▶ **WHAT YOU HAVE TO DO**: Look for the word "vent" in the entries and copy each line where it appears.

▶ **DATA RECORDS**:
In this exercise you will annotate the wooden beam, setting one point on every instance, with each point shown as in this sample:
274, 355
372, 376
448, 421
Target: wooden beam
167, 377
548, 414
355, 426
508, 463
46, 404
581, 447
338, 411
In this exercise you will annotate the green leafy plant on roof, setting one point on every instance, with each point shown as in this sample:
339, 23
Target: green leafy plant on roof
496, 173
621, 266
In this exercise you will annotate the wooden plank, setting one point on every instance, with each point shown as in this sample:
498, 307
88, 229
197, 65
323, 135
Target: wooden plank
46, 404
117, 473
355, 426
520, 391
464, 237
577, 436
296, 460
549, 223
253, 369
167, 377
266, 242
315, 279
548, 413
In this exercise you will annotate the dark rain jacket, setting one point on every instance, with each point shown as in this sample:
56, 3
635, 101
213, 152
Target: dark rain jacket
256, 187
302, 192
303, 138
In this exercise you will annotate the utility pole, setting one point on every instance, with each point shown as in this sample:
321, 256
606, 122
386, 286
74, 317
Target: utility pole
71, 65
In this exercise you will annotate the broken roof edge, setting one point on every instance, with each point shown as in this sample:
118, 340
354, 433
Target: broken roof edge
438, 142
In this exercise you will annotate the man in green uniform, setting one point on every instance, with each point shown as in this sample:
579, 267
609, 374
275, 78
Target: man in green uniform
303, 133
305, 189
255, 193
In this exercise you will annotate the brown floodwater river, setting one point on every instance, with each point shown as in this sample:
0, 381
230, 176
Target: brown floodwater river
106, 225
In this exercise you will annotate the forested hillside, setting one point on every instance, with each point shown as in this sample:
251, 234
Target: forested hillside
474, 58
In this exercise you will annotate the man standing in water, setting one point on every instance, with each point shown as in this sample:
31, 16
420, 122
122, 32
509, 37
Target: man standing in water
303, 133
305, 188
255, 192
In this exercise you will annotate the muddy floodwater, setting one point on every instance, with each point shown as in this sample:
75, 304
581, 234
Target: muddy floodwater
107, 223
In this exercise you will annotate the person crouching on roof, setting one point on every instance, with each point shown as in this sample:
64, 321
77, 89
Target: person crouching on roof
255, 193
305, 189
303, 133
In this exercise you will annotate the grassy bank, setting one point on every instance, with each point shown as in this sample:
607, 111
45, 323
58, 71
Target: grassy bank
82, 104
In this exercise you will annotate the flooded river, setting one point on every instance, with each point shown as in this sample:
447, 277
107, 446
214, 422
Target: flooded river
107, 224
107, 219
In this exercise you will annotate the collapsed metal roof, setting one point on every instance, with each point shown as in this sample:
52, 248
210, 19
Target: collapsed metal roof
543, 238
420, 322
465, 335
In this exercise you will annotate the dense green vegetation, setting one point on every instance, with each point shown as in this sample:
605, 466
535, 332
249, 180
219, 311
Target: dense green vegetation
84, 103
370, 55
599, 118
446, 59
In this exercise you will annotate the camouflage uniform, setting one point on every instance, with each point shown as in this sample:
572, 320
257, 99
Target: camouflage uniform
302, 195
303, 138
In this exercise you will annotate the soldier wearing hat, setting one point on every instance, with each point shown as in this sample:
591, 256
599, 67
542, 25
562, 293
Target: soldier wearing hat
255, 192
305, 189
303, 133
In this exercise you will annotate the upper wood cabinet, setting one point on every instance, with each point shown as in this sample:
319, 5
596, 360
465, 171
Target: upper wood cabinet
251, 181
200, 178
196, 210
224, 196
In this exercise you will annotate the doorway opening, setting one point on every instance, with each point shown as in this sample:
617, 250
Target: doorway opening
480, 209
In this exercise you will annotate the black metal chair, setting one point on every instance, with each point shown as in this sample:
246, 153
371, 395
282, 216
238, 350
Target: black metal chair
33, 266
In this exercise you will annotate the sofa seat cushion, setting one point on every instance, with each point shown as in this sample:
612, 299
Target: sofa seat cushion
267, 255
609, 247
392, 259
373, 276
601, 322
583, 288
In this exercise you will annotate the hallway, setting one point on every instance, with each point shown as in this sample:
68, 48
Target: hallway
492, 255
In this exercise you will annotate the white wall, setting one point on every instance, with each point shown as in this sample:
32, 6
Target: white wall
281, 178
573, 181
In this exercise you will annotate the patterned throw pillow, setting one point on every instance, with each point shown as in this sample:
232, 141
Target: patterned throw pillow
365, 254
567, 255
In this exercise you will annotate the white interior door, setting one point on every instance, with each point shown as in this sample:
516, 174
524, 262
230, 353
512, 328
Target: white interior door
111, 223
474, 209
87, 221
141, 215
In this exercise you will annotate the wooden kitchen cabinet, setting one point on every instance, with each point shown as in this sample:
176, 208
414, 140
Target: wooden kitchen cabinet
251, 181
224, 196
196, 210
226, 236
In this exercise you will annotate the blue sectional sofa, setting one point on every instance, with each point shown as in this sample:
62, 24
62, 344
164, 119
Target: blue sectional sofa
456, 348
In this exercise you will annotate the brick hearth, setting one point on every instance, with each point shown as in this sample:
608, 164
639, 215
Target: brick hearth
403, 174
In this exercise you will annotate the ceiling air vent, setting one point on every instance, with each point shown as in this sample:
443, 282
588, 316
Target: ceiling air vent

▶ **OUTPUT FOR THIS TASK**:
In this exercise you will annotate the ceiling air vent, setting one point on every instance, with each point shown as in this sample:
Target: ceiling air vent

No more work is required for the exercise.